Data from a collection:
· · · · · · ·

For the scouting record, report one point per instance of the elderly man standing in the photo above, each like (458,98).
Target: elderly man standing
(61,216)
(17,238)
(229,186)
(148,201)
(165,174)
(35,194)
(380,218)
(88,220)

· · · · · · ·

* WHAT IS REQUIRED *
Please arrange each line of the data above as a Markdown table with a Number column for the row number and an Entry column for the line. Leave out blank lines.

* TASK RESULT *
| Number | Entry |
|---|---|
| 1 | For the scouting record, report one point per instance of the elderly man standing in the photo above, each like (458,98). |
| 2 | Target: elderly man standing |
| 3 | (61,216) |
| 4 | (17,238) |
| 5 | (229,186) |
| 6 | (148,201) |
| 7 | (165,174) |
| 8 | (35,194) |
| 9 | (380,218) |
| 10 | (88,220) |